BRIEF
Beginning with the line that holds "target: woman in", write out the remaining lines of the material exactly, the last line included.

DATA EXCERPTS
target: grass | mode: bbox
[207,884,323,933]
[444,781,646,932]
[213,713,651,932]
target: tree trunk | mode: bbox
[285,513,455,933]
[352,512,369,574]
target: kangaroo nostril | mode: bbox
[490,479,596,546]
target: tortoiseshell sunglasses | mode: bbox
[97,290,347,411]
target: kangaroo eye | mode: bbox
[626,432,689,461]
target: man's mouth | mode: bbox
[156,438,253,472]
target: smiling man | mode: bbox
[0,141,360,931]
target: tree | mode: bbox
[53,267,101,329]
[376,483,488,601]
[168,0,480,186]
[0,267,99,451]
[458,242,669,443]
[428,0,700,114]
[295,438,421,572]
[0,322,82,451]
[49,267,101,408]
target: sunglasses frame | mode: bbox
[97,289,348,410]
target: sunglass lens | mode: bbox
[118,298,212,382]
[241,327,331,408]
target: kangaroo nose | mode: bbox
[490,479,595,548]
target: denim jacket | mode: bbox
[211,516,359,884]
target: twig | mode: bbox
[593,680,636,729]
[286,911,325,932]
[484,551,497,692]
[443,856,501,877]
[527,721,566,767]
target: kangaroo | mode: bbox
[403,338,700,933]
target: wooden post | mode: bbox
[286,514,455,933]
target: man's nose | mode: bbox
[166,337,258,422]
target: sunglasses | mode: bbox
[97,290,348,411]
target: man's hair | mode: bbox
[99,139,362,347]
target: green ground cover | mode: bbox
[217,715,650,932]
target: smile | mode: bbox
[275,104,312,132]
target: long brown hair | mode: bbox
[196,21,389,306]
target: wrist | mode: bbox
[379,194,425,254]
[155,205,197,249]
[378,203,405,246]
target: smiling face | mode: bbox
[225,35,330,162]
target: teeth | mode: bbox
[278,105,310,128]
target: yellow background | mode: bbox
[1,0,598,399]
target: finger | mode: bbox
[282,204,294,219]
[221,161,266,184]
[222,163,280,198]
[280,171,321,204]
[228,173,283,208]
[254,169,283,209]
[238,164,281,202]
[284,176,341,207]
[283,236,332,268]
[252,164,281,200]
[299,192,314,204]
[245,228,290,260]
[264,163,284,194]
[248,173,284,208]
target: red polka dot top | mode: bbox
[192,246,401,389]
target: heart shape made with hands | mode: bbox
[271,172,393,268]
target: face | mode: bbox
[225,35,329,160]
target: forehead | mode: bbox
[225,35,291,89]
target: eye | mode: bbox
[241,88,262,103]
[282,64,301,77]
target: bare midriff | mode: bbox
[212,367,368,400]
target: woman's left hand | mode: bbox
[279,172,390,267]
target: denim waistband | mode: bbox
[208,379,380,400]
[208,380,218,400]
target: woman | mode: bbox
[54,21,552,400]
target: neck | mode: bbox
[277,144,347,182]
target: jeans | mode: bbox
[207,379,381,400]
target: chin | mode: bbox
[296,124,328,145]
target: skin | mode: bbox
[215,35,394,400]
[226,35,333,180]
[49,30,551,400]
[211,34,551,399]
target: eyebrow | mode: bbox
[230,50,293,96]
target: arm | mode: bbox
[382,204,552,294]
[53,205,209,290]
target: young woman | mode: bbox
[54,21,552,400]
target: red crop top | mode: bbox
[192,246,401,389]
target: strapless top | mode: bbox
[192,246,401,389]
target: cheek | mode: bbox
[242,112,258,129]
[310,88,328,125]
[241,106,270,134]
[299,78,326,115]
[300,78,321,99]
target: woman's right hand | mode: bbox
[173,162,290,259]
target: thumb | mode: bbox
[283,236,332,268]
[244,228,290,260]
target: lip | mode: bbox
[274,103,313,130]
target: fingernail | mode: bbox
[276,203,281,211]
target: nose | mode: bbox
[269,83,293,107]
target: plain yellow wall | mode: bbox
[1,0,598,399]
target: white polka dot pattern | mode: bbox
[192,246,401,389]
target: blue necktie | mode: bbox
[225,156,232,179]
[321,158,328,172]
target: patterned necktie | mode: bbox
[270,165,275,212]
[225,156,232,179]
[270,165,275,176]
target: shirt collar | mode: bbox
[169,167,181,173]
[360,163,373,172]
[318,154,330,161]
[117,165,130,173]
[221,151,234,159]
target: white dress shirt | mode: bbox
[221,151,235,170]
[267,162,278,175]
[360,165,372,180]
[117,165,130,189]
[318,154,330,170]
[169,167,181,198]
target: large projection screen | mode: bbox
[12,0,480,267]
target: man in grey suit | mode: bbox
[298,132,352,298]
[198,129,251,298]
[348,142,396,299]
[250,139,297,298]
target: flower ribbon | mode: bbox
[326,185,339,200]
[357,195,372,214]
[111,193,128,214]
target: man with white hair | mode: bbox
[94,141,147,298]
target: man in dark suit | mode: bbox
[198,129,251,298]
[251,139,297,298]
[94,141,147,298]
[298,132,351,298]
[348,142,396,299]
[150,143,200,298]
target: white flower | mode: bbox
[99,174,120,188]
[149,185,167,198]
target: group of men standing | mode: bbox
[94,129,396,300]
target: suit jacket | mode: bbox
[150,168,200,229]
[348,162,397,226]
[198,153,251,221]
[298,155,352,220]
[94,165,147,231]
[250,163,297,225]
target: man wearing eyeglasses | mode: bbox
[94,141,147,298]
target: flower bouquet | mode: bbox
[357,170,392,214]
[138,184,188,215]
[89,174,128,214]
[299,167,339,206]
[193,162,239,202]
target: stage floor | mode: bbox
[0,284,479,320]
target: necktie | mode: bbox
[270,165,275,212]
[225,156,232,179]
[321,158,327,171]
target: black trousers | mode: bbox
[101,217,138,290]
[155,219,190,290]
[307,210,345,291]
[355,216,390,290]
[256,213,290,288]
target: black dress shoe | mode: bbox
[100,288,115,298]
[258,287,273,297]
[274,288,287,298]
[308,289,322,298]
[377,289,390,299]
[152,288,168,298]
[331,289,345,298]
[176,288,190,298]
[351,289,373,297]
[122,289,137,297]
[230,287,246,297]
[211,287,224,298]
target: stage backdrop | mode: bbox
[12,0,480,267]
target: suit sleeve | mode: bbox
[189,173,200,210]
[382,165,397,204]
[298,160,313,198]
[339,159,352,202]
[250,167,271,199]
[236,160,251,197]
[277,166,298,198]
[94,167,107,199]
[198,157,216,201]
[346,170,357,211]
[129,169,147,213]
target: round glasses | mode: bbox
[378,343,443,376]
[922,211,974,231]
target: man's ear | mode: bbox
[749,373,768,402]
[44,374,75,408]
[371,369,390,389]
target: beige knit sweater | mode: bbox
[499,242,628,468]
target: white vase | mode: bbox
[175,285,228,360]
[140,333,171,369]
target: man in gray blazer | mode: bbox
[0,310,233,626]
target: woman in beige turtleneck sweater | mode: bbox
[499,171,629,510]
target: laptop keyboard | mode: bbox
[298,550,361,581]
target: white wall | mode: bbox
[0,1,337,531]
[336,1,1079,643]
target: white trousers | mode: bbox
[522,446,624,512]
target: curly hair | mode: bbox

RESULT
target: woman in beige turtleneck sweater | mode: bbox
[499,171,629,510]
target: laptop keyboard | mode: bbox
[298,550,361,581]
target: white wall | mode: bbox
[0,1,337,531]
[336,1,1079,643]
target: white trousers | mode: bbox
[522,446,624,512]
target: curly hair | mode: bbox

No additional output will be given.